## SOURCE TEXT
Will anything change? Everything will.

"No stories ever end. What ends is just your role in them."

I can see people readying themselves to follow their new year resolutions.
And I am sitting like a moribund patient, enumerating the vivid description of years that passed, and there is little or no promise that I will recover.
A flash of memories swept over me,
and flashing of grief is a warning that the sleeping volcanoes are forcefully being carried to the upcoming years.
But how is this possible?
Some of the tectonic disturbances I dealt with, are not even going to turn up in 2016.
Some of the melodies I heard, are lost deep down the lanes.
Some of the ideas I had, are only remnants inside my head.
I fear of eruption that may destroy, I fear of lava that may ruin.
"Embrace the bright, new year, It will bring joy and happiness to your life."- The messages popped.
I read all of them, I replied to all, I typed a few new messages to people I think I must wish, updated a verbose but meaningless status on Facebook.
I am still, tranquilizers are reducing stress. I am no drug addict, writing acts as a medicine to me. But medicine itself has drugs in its ingredients.
I am probably a coward, full of timidity. Do I feel like emitting negativity?
When people are planning for a bright new year, I am contriving to date back or probably, breakdown in ashes.
New year is just a term, nothing seems to be new.
Will anything change? Everything will.

## MATERIAL SHOWN
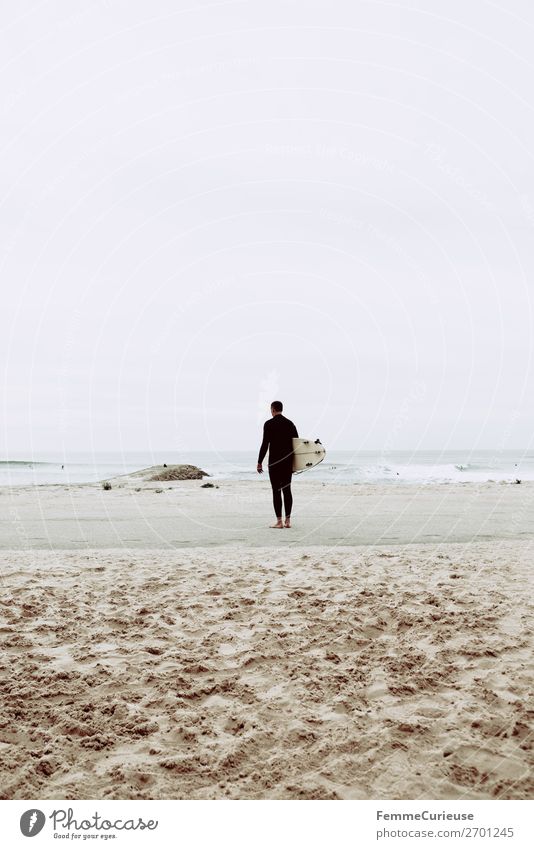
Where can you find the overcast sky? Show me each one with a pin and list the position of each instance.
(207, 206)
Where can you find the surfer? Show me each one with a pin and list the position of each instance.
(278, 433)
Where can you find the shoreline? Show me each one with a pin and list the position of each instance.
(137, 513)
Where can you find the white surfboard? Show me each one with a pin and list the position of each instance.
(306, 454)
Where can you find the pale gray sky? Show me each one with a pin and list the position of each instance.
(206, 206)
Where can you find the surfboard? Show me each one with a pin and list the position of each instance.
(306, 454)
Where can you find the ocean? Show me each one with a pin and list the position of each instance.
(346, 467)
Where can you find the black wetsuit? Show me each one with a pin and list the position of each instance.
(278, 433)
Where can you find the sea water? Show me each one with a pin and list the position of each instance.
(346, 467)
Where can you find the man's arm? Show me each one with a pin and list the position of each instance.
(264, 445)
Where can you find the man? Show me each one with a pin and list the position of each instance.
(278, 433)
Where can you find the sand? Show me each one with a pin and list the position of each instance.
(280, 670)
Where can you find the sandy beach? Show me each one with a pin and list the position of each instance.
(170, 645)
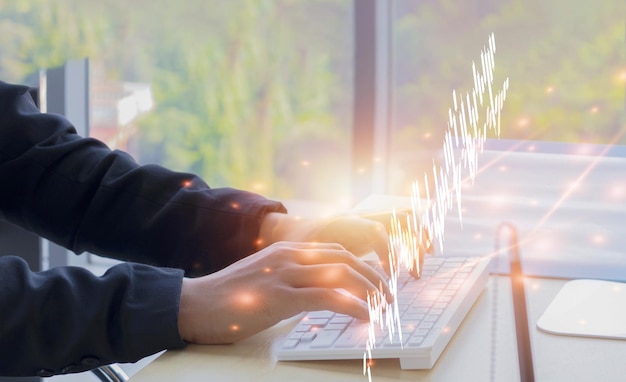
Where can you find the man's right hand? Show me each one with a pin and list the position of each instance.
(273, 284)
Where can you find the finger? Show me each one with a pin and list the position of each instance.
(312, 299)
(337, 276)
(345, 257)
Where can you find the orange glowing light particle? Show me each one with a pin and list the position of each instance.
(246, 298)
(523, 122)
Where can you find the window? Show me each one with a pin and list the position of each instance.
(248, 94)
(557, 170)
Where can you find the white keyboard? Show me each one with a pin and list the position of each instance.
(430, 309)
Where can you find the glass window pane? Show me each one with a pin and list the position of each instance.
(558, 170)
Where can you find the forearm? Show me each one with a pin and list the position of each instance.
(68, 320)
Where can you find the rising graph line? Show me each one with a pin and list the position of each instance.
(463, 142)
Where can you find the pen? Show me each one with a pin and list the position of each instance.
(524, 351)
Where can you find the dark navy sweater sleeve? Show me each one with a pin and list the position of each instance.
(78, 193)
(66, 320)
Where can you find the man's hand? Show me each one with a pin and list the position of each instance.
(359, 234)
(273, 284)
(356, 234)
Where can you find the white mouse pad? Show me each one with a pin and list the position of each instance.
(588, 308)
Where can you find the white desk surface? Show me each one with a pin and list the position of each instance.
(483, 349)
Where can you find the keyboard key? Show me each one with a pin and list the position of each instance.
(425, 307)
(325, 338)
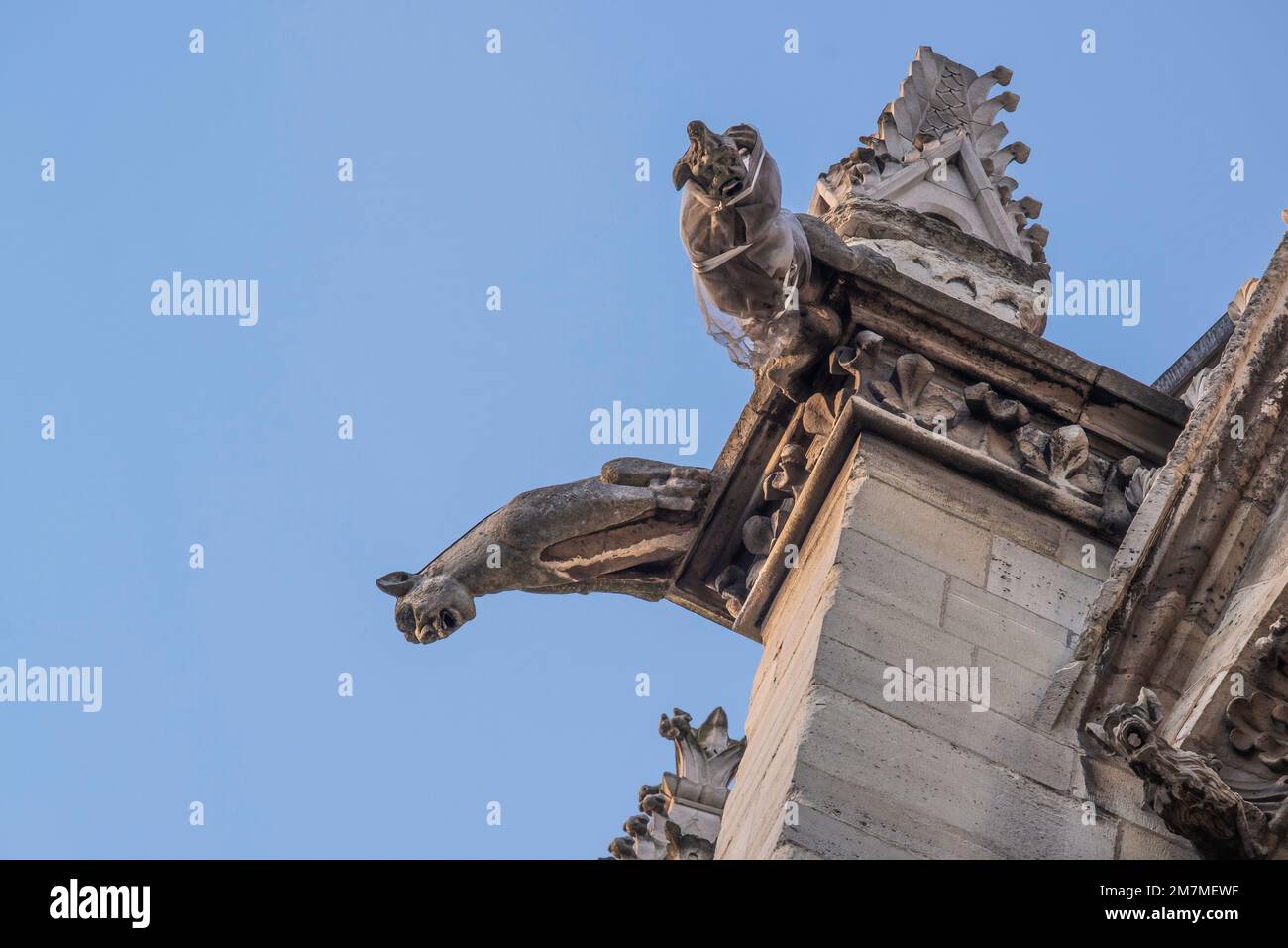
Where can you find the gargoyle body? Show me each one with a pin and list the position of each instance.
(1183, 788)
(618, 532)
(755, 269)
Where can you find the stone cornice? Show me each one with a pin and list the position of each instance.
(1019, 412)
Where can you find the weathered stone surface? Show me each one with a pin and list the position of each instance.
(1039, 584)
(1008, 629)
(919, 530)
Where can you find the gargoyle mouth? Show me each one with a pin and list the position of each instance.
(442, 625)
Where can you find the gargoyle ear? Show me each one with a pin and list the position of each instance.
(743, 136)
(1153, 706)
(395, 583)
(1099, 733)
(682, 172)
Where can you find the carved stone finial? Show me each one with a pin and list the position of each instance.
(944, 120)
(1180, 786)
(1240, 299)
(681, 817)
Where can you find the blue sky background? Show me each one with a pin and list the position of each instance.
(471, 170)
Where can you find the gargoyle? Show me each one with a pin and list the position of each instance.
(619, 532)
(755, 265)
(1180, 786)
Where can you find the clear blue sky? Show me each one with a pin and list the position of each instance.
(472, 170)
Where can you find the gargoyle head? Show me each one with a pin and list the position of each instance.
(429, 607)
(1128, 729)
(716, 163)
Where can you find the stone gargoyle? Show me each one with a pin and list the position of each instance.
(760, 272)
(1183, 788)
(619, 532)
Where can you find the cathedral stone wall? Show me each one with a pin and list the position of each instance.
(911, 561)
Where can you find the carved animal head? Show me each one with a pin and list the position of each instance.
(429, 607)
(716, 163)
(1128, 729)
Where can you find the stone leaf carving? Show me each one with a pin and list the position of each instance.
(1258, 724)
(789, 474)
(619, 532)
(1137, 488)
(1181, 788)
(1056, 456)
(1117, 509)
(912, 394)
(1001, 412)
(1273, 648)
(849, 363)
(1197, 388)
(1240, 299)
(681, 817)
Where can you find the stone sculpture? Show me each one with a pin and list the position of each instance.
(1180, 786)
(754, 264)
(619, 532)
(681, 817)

## REQUIRED WORK
A. In the new year essay, on what site did the writer update a status?
B. Copy word for word the part of the new year essay that starts at the words "But how is this" and stops after "that may ruin.".
C. Decide whether each statement agrees with the new year essay, and quote the words of the essay that settle it.
(i) The writer says that writing acts as a medicine.
(ii) The writer left the new year messages unanswered.
(iii) The writer claims to be a drug addict.

## SOLUTIONS BY TASK
A. On Facebook.

B.
But how is this possible?
Some of the tectonic disturbances I dealt with, are not even going to turn up in 2016.
Some of the melodies I heard, are lost deep down the lanes.
Some of the ideas I had, are only remnants inside my head.
I fear of eruption that may destroy, I fear of lava that may ruin.

C.
(i) Yes: "writing acts as a medicine to me."
(ii) No: "I read all of them, I replied to all"
(iii) No: "I am no drug addict"